Extract:
========================================

In 1960, it was widely accepted as fact that stable middle-class lifestyle was achievable with a highschool diploma, which was made available through a distributed tax system and free to all who pursued it. As the demand for college and vocational training increased (i.e. as middle-class labor became synonymous with technically skilled and professionalized labor), the system of public education generally wasn’t expanded to cover this/ And where it was expanded, it soon receded.
So we basically added another four years to the twelve year educational standard (five if we count Pre-K, which we should) and decided to make those pursuing that education pay for it on their lonesome. Which only served to make it more expensive.
So to make it “affordable,” we turned it over to creditors under a system where they had nothing to risk and everything to gain.
It’s true that the financialization of everything (now we’re letting hedge fund managers do it with K-12… hurray!) has been the biggest driver of income inequality. More than Free Trade and technology making unskilled labor increasingly obsolete; the big fault line in inequality is between the professional class and the investor class, not the professional class and unskilled labor. But debt peonage in service of higher ed is probably the the biggest single driver of why we don’t have a month of paid vacation and a 25 hour work week.

========================================

Using the wording of the passage on education costs, list every level of schooling or kind of post-secondary training it names. The listing that comes after this passage has no connection to it.

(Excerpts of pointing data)
========================================

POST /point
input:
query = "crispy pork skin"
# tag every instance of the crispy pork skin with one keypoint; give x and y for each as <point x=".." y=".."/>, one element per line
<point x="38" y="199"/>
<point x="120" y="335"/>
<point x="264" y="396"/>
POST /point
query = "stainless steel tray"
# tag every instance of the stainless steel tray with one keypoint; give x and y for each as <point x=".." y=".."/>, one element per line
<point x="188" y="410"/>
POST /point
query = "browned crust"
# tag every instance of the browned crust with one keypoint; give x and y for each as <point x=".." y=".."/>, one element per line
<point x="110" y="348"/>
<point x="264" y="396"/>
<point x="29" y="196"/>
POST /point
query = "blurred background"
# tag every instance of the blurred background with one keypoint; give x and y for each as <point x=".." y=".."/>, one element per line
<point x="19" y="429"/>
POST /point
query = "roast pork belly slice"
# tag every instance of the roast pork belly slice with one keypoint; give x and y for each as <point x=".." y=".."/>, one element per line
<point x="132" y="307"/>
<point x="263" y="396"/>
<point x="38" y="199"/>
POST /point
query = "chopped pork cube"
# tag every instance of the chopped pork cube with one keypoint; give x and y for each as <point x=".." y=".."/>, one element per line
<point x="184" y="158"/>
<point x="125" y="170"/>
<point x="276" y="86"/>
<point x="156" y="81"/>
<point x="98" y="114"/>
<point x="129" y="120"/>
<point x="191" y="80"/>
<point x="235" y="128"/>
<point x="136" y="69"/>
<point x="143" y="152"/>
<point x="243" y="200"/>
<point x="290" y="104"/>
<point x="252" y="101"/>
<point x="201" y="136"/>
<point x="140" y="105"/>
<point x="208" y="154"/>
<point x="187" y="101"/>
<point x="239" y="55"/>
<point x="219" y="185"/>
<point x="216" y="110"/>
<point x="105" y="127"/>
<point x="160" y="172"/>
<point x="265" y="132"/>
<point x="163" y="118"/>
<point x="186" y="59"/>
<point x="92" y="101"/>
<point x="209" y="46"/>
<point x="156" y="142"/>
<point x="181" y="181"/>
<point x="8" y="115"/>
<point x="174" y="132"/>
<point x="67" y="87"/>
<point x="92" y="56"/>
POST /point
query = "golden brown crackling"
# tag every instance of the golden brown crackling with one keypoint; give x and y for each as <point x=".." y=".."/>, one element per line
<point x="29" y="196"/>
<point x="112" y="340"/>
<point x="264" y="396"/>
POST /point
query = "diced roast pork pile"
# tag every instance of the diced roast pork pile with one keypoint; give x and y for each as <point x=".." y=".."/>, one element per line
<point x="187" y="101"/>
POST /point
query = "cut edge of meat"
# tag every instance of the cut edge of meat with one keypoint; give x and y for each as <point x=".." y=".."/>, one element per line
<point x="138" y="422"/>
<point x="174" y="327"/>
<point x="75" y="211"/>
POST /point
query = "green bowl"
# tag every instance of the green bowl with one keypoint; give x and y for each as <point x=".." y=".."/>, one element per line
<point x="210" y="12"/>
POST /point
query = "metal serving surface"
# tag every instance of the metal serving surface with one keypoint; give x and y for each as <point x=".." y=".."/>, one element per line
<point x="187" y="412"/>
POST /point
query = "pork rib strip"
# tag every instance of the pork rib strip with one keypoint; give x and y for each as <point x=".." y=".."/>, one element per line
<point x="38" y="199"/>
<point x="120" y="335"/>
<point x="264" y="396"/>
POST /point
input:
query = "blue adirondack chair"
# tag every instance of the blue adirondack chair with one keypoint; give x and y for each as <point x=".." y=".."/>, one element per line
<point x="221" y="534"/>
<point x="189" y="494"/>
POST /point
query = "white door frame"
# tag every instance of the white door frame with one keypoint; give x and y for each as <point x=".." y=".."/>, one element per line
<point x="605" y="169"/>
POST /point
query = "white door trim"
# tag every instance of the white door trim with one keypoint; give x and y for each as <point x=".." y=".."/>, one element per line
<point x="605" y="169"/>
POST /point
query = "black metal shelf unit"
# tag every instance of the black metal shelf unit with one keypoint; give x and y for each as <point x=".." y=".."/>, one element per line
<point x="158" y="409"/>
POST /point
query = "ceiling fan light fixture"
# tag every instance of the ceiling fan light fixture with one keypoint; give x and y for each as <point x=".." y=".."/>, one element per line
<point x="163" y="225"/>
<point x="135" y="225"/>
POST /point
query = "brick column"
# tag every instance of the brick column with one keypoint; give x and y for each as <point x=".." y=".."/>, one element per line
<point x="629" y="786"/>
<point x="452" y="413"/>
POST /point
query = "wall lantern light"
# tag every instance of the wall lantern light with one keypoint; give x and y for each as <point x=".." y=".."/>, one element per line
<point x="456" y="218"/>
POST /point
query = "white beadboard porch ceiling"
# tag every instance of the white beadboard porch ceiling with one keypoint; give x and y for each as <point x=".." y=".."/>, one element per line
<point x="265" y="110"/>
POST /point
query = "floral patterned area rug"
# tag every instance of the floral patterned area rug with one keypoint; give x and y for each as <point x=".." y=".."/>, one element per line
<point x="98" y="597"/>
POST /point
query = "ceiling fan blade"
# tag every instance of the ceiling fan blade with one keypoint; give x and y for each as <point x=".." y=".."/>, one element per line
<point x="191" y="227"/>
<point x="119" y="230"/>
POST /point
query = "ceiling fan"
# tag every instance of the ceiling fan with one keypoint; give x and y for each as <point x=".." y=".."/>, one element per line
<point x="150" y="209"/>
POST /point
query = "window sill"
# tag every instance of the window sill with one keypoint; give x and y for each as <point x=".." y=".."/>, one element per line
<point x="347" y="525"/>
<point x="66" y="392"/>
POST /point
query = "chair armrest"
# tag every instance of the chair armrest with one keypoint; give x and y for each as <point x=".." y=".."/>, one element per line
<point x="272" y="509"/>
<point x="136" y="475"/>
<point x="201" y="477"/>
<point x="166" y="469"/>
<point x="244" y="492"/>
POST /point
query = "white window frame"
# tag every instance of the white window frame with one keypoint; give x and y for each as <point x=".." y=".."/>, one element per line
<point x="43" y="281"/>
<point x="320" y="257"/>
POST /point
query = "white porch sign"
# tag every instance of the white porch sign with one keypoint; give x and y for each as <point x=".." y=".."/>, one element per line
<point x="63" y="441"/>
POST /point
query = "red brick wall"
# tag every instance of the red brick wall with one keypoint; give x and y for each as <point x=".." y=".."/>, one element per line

========================================

Task response:
- highschool
- college
- vocational training
- Pre-K
- K-12
- higher ed